**** Information given

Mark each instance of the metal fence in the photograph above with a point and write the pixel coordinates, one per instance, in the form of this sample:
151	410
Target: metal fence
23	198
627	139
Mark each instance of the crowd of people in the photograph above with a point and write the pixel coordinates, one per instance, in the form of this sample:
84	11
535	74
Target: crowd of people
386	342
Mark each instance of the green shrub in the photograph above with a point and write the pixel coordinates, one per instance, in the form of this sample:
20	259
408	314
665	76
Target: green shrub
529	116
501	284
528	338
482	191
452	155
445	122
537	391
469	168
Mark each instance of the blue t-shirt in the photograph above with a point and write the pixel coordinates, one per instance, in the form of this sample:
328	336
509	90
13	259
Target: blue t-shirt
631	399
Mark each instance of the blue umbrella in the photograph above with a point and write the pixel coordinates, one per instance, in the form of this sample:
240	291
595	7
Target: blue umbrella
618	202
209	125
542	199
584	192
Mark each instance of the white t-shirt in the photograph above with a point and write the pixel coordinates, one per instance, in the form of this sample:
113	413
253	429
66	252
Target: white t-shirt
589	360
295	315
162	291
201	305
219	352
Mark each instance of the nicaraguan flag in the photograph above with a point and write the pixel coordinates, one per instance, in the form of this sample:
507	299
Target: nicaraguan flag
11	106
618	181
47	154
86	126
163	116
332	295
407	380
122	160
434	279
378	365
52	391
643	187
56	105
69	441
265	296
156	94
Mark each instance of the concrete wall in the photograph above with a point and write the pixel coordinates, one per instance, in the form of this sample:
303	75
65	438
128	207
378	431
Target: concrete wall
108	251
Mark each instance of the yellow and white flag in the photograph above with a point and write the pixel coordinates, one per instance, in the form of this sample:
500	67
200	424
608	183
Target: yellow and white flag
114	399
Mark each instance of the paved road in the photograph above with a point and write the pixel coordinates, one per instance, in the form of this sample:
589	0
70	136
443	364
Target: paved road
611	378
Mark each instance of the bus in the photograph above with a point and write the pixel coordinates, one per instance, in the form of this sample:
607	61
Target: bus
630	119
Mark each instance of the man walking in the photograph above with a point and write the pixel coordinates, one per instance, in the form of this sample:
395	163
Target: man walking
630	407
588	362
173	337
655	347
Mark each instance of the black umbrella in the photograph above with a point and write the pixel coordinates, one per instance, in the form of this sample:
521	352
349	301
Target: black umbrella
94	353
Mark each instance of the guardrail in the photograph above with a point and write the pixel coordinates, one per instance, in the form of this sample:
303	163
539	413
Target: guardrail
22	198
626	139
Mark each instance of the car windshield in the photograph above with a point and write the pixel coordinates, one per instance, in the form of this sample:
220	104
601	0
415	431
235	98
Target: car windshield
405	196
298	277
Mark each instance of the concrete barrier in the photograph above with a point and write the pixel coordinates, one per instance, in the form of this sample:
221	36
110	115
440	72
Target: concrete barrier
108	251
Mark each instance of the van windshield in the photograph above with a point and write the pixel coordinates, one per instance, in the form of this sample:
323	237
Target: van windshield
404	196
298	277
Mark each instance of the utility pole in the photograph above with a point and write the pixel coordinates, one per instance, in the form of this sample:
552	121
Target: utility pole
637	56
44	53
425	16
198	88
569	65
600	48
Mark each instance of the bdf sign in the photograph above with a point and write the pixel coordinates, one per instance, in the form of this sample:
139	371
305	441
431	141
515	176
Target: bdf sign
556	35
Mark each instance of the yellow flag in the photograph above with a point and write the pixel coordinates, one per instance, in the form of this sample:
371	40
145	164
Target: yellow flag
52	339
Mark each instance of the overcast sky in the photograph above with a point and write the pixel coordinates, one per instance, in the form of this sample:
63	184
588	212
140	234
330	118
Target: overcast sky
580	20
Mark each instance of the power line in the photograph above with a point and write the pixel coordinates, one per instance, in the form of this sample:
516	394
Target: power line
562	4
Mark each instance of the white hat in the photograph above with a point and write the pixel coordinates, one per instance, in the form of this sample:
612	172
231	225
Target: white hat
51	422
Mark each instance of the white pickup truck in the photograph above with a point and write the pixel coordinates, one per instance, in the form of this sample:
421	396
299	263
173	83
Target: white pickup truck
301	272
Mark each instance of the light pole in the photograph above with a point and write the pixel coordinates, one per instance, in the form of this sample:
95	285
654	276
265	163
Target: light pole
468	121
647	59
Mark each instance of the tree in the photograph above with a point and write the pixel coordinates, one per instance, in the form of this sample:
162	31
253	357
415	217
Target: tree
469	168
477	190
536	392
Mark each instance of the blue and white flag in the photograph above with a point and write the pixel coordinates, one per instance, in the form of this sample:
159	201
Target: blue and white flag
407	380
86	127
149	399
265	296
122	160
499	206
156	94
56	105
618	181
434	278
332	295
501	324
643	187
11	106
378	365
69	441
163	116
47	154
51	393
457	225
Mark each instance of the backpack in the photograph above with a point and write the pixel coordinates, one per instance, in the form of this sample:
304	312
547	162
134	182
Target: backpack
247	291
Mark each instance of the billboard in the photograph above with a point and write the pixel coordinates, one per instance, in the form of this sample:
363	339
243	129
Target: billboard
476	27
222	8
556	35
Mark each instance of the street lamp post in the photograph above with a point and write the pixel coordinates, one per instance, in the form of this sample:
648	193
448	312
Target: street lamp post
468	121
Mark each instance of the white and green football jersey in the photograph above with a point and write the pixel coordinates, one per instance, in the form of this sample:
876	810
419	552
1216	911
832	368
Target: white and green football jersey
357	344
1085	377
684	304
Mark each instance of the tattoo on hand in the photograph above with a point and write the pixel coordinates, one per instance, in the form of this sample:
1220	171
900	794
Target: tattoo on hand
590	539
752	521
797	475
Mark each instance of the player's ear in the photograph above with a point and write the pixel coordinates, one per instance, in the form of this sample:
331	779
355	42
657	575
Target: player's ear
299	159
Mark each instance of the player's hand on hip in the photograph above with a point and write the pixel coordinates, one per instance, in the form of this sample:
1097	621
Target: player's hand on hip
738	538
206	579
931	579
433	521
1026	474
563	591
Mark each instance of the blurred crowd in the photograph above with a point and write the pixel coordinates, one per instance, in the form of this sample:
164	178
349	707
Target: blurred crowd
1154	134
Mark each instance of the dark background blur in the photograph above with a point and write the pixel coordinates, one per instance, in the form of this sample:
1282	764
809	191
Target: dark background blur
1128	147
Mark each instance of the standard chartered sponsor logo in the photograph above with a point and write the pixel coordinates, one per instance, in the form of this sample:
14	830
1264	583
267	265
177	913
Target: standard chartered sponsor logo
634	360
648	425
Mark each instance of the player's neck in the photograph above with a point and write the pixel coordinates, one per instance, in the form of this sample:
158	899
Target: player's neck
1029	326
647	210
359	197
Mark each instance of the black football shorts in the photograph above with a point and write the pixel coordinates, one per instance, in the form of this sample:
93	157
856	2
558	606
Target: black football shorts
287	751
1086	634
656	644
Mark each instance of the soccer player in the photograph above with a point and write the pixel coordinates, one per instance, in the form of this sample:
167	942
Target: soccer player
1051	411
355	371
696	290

********

◆ **Your objective**: Retype the entries above. Match them exactly.

◆ **Solution for this problem**:
Mark each instance of the metal fence in the photograph above with a point and write the pixel coordinates, one per instance, in the form of this sample:
151	410
Target: metal fence
23	198
627	139
Mark each instance of the crowd of people in the photograph above with a point and write the pixel coordinates, one per instance, in the form of this sample:
84	11
535	74
Target: crowd of people
386	342
Mark each instance of the green shrub in the photograph above with a point and write the pixel coordinates, one per instance, in the form of this sample:
20	259
408	314
665	76
Target: green shrub
529	116
501	284
528	338
482	191
452	155
445	122
537	391
469	168
Mark each instance of the blue t-shirt in the photograph above with a point and write the pixel coordinates, one per instance, in the form of this sample:
328	336
509	90
13	259
Target: blue t-shirt
631	399
Mark each instance of the blue umbrella in the photograph above with a point and write the pixel coordinates, one per instance, in the form of this sample:
240	291
595	7
Target: blue umbrella
618	202
209	125
542	199
584	192
Mark each instance of the white t-shirt in the photograph above with a point and write the pixel coordinates, one per instance, in the form of this sample:
113	413
253	429
66	252
Target: white t-shirt
589	360
295	315
162	291
201	305
219	352
Mark each instance of the nicaraguan flag in the photograph above with a point and write the pixel coordinates, one per instance, in the form of this sample:
507	299
Target: nicaraguan flag
11	106
618	181
47	154
86	126
163	116
332	295
407	380
122	160
434	279
378	365
52	391
643	187
56	105
69	441
265	296
156	94
Mark each instance of the concrete wall in the photograph above with a point and write the pixel coordinates, one per instance, in the form of this sample:
303	75
65	438
128	207
378	431
Target: concrete wall
108	251
Mark each instance of the yellow and white flag in the photograph above with a point and write the pixel coordinates, one per instance, in the form of this sample:
500	67
200	424
608	183
Target: yellow and white flag
114	399
Mark each instance of the paved road in the photograph above with a point and write the pixel coordinates, one per instance, in the form of this sample:
589	0
70	136
443	364
Target: paved road
611	378
Mark each instance of the bus in the photograph above with a point and write the pixel coordinates, one per instance, in the form of this sample:
607	61
Target: bus
630	119
Mark each instance of the man walking in the photograph above with a point and write the pixel coordinates, one per instance, in the form of this sample:
395	163
Target: man walking
630	407
588	362
173	337
655	347
Mark each instance of the black umbrella in the photograph above with a point and write the pixel coordinates, one per instance, in the form of this sample:
521	352
349	301
Target: black umbrella
94	353
Mark each instance of the guardrail in the photograph above with a point and write the pixel coordinates, one per instance, in the form of this sample:
303	163
539	413
Target: guardrail
22	198
626	139
Mark each instance of the car windshield in the photograph above with a point and write the pixel coordinates, one per instance, in the form of this sample:
220	104
601	0
415	431
235	98
Target: car windshield
405	196
298	277
Mark each instance of the concrete barrier in the photograph above with a point and write the pixel coordinates, one per instance, in the form of this sample:
221	36
110	115
440	72
Target: concrete barrier
108	251
Mark each instance of the van windshield in the photograph above with a point and write the pixel coordinates, one per instance, in the form of this sample:
323	237
Target: van windshield
404	196
298	277
Mark each instance of the utility pole in the photograph above with a point and write the pixel coordinates, one per instance, in the form of this sample:
552	121
Target: utility pole
637	56
44	53
425	16
198	88
569	65
600	48
Mark each instance of the bdf sign in the photograph above with a point and write the pixel coordinates, one per instance, in the form of this sample:
139	371
305	441
431	141
515	176
Target: bdf sign
556	35
Mark each instance of the yellow flag in the photograph above with a point and write the pixel coordinates, one per instance, in the form of this sample:
371	40
145	164
Target: yellow flag
52	339
Mark each instance of the overcast sky in the photograph above with a point and write the pixel coordinates, one per instance, in the form of this sample:
63	184
588	212
140	234
330	118
Target: overcast sky
580	20
Mark each instance of the power line in the photograph above with a point and write the pixel coordinates, one per instance, in the form of this sample:
516	394
Target: power line
562	4
Mark each instance of the white hat in the photograph above with a point and write the pixel coordinates, one per instance, in the form of this sample:
612	172
231	225
Target: white hat
51	422
Mark each instance of the white pickup truck in the photograph above with a point and write the pixel coordinates, one per instance, in the form of this sample:
421	396
299	263
173	83
Target: white pickup truck
301	272
Mark each instance of the light pole in the photograph above with a point and write the pixel coordinates, one per instance, in the form of this sample:
95	285
654	276
265	163
Target: light pole
468	121
647	59
Mark each instance of the tree in the photograph above with a point and write the pixel coordinates, one per instance, in the form of this sample:
162	31
253	357
415	217
Target: tree
469	168
477	190
536	392
Mark each instance of the blue and white flag in the photograph above with a point and write the pixel coordinates, one per instance, in the form of this sample:
159	201
Target: blue and white flag
407	380
86	127
149	399
265	296
122	160
499	206
156	94
56	105
618	181
434	278
332	295
501	324
643	187
11	106
378	365
69	441
163	116
47	154
51	393
457	225
Mark each instance of the backpack in the photograph above with a point and write the pixel coordinates, one per instance, in the form of this sample:
304	312
547	162
134	182
Target: backpack
247	291
Mark each instance of the billboard in the photograph above with a point and write the pixel coordinates, one per instance, in the form of this sample:
363	339
243	129
Target: billboard
476	27
222	8
556	35
Mark each instance of the street lamp post in the photograph above with a point and write the pixel coordinates, one per instance, in the form of this sample:
648	193
448	312
Target: street lamp post
468	121
Mark each instance of the white and green football jersey in the photograph above with a point and write the pixel coordinates, one per instance, in the form of this sample:
876	810
419	552
1216	911
832	368
Target: white and green football jersey
357	344
1085	377
684	304
Mark each instance of the tattoo on hand in the photograph above with a point and write the pixel coordinates, one per instance, in the form of this sample:
1220	171
900	794
Target: tattoo on hand
590	539
752	521
797	475
Mark each instance of the player's ear in the photograph above with a point and write the pixel coordinates, one per instance, in the form of this sample:
331	779
355	42
657	575
Target: player's ear
299	159
Mark each instance of the player's hand on hip in the photograph above with a point and write the pixel coordinates, one per instance, in the form of this sample:
1097	621
Target: player's hand on hip
738	538
206	579
931	579
433	521
1026	474
563	591
Mark each instance of the blurred crowd in the photograph above with a point and write the pixel coordinates, one per instance, in the form of this sample:
164	178
349	707
Target: blurred crowd
1154	134
Mark each instance of the dark background blur in the photograph above with a point and write the pixel coordinates, one per instance, in the form of this sample:
1282	764
809	191
Target: dark background blur
1128	147
Mark each instance of the standard chartered sponsor logo in the photograph above with a point and write the pixel coordinates, one per instance, in the form of this sample:
14	830
1264	583
267	265
177	913
Target: standard chartered sponsor logo
634	360
648	425
Mark each instance of the player's neck in the photograph above with a point and write the pixel coordinates, one per instance, in the form of this sample:
158	899
Target: player's neck
1029	326
647	210
359	197
Mark each instance of the black football shorts in the photograph above with a point and write the pixel coordinates, one per instance, in the form of this sample:
93	157
856	2
558	606
Target: black football shorts
287	751
1086	634
656	644
Mark each instance of the soccer player in the photograph above with a point and write the pixel coordinates, one per instance, in the form of this sample:
167	942
Target: soccer player
1051	411
355	371
696	290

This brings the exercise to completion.